So the way SWBD-DAMSL codes the Backwards function "Repeat-phrase" is combining b and ^m: b^m. There are 695 of these in the 1155 conversations.
qw B.20 utt1: {D Well, } [ how, + how ] old are you? / sd A.21 utt1: I'm twenty-eight. / b^m B.22 utt1: Twenty-eight. / bk B.22 utt2: Okay, / sd B.22 utt3: I'm twenty-three. /
This is a new subtype of Signal-Understanding in SWBD-DAMSL which isn't in March 21, 1997 DAMSL. A bf reformulation is used when one speaker is proposing a summarization or paraphrase of another speaker's talk, as in A.58:
sv B.53 utt1: {C And } you need a special nursing home for that./ sv B.53 utt2: You need one that has a unit that's locked where they are not able to get out and roam around -- / b A.54 utt1: Yeah. / sv B.55 utt1: -- {C and } you need people who are trained for that # type # -- b A.56 utt1: # Right. # / + B.57 utt1: -- of problem. / bf A.58 utt1: Who know what they're doing with that. / aa B.59 utt1: Yeah /
bf is used when it summarizes the *other* speaker's point: A.9 utt1 below is *not* a bf but an sv, since A is summarizing her/his *own* argument.
sd A.5 utt2: we're not being tested for drugs at all, {F uh, } / sd A.5 utt3: our policies and procedures manual, {F uh, } the furthest it goes about drugs is in [ the, + kind of the] miscellaneous section, or -- b B.6 utt1: Uh-huh. / + A.7 utt1: -- it's reasons for immediate dismissal, / sd^q A.7 utt2: it says, use of narcotics on company premises. / b B.8 utt1: {F Um. } / sv A.9 utt1: {C So } that's pretty general,/
Reformulations are often (about half of the time?) marked by starting with one of the following: (with statistics out of the 660 bfs in the first 755 conversations coded:)
In utterance Starts utterance you/you're 33% 7% {C so} 13% 10% {F oh} 8% 7%
About 2% of the reformulations have 'you mean' somewhere within the utterance:
+ B.30 utt1: makes you cry it sounds so sad #. / sv B.30 utt2: {E I mean } you d-, # -/ bf A.31 utt1: # That's the # kind you like you mean? / aa B.32 utt1: Yeah. /
Some assorted examples from different conversations:
bf B.42 utt2: {C so } it's fairly safe. / bf B.76 utt1: {F Oh, } {C so } they don't go to school. / bf B.6 utt1: # {F ((Oh)) } they thought it was too much of a bf B.10 utt2: You're very close actually. /
An example of a syntactic question rather than a 'bf':
sd A.43 utt4: [ I, + I ] [ d-, + don't ] feel comfortable about leaving my kids in a big day care center, [ but, + ] simply because there's so many kids and so many, -/ qy B.44 utt1: Worried that they're not going to get enough attention? / ny A.45 utt1: Yeah, / sv^e A.45 utt2: {C and, } {F uh, } {D you know, } colds and things like that get --
Reformulations 'bf'(and Completion ^2, see 6.2.2.5, below) function as understanding-checks; they are pragmatically questions (the implicit question being something like "is this an acceptable summary of your talk?") (though it is not syntactically formed as a question). They often get responses which indicate understanding. When this occurs, we will code the response which agrees with and/or accepts the understanding check as 'aa' and the response which indicates the reformulation was not accurate as 'ar' ('reject'). Partial acceptance 'aap' and partial rejections 'aar' are possible.
..............................
● **WORK INSTRUCTIONS**:
[1] Update the passage on dialogue-act coding from "sd A.5 utt2: we're" to "755 conversations coded:)", changing "dismissal" to "termination".
[2] Please write what follows the last sentence of the passage on dialogue-act coding.

(Dataset rows on where objects appear)
..............................
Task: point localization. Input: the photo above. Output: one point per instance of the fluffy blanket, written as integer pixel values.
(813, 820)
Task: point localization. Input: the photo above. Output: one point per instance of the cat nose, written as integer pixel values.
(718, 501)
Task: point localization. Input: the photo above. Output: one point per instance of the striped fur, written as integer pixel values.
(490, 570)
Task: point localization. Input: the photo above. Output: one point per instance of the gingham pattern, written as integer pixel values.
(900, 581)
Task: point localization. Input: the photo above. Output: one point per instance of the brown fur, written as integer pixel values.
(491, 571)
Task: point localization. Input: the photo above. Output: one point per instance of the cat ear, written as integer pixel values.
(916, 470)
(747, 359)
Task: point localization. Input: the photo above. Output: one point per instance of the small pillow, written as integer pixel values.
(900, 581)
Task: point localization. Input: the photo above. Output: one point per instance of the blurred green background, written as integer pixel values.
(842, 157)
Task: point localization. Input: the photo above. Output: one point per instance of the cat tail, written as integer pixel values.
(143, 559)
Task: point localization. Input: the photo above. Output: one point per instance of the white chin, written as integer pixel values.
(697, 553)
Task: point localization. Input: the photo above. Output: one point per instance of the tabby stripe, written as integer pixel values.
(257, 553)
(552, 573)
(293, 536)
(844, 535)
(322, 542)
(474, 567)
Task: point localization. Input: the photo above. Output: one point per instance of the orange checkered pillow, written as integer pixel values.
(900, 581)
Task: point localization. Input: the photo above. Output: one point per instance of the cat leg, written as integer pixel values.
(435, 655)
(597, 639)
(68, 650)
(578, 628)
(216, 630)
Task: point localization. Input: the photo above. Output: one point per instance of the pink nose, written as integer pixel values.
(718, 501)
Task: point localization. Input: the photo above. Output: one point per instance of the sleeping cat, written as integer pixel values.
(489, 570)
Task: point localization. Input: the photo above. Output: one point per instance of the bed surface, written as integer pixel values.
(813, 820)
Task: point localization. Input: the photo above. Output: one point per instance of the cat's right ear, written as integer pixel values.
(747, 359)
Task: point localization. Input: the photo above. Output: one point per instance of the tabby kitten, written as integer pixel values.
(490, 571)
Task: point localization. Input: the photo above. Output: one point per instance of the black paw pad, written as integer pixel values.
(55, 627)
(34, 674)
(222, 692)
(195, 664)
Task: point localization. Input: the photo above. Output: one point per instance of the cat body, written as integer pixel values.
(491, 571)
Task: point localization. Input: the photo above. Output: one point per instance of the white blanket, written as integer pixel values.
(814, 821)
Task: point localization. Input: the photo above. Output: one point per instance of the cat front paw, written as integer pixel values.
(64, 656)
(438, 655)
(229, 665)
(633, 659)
..............................
● **RESULTS IN ORDER**:
[1]
sd A.5 utt2: we're not being tested for drugs at all, {F uh, } / sd A.5 utt3: our policies and procedures manual, {F uh, } the furthest it goes about drugs is in [ the, + kind of the] miscellaneous section, or -- b B.6 utt1: Uh-huh. / + A.7 utt1: -- it's reasons for immediate termination, / sd^q A.7 utt2: it says, use of narcotics on company premises. / b B.8 utt1: {F Um. } / sv A.9 utt1: {C So } that's pretty general,/
Reformulations are often (about half of the time?) marked by starting with one of the following: (with statistics out of the 660 bfs in the first 755 conversations coded:)

[2]
So the "yeah" response which often follows a "bf" is an "aa", not a "b" backchannel. or an 'ny' 'aNswer-Yes'.
bf A.31 utt1: #That's the # kind you like you mean? / aa B.32 utt1: Yeah. /
^2 marks Completions (also called "collaborative completions"). It can be combined with other labels or used alone:
sv A.23 utt3: In other words, [ you'd have to, + you'd have to ] murder more than one other person -- ^2 B.24 utt1: Besides him. /
Completions '^2' (like 'bf') also function as an understanding-check. They often get responses which indicate understanding. When this occurs, we will code the response which agrees with and/or accepts the completion '^2' as 'aa' and the response which indicates the completion was inaccurate as 'ar' ('reject'). Partial acceptance 'aap' and partial rejections 'aar' are possible.
^2 B.92 utt1: Educational or vocational training or something. / aa A.93 utt1: Yeah. / sv A.93 utt2: Something that's going to help them along the way. /
These are in SWBD-DAMSL but not in DAMSL. ba is especially common.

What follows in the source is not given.